#### Job
Please find every line in the items below that contains the word "canopy" and copy each of those lines.

───── Listed entries ─────

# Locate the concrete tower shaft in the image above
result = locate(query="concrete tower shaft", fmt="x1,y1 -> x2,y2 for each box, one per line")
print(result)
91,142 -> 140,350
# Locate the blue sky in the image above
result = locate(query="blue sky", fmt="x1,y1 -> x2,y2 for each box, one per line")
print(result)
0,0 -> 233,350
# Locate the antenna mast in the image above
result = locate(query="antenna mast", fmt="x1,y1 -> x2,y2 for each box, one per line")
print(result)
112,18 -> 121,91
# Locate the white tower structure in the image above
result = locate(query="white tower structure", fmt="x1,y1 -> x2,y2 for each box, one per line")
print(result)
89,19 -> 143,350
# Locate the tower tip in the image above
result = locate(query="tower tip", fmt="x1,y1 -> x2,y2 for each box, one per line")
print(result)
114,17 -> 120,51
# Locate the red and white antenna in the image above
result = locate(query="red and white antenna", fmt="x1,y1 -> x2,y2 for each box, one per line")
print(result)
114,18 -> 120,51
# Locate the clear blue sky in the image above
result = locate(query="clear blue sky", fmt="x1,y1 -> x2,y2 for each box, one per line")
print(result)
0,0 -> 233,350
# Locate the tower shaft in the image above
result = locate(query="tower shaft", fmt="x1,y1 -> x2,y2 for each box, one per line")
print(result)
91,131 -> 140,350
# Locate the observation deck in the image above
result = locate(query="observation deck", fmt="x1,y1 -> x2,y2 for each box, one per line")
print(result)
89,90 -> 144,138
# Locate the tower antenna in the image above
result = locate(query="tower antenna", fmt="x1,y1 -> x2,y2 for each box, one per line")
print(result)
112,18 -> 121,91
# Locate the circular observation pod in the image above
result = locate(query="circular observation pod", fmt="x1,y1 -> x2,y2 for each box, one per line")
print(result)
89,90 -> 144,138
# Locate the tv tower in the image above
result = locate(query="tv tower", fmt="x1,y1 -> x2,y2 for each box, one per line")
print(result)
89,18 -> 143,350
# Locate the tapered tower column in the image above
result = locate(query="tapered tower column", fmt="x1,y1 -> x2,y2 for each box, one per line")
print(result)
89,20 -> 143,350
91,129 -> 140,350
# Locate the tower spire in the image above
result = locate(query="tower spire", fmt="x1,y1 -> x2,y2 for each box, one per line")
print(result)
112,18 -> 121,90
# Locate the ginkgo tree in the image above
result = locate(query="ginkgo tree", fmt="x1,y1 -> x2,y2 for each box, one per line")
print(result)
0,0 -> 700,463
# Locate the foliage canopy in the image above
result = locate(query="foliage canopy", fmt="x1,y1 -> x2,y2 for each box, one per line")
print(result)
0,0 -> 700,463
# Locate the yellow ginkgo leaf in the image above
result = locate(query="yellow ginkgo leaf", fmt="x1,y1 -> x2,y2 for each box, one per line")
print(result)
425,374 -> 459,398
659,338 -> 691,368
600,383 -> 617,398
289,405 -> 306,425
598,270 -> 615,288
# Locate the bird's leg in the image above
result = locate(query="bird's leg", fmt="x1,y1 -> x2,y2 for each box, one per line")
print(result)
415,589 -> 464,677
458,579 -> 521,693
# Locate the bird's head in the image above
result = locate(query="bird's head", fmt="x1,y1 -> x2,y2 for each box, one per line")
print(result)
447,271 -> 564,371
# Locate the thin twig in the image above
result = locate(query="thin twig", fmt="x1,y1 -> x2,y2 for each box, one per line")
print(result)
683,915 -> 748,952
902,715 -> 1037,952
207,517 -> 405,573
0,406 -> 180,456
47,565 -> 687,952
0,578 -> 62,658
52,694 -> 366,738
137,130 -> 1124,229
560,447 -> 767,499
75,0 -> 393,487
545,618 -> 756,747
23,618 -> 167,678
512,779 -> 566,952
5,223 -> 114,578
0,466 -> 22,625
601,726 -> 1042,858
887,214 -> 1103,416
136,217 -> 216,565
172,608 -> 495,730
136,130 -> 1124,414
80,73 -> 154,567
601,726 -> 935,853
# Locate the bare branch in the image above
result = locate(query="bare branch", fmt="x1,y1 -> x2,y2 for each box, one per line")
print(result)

─────

#### Response to the task
# Locate the foliage canopy in the image above
result = locate(query="foliage canopy", fmt="x1,y1 -> x2,y2 for each box, one per line")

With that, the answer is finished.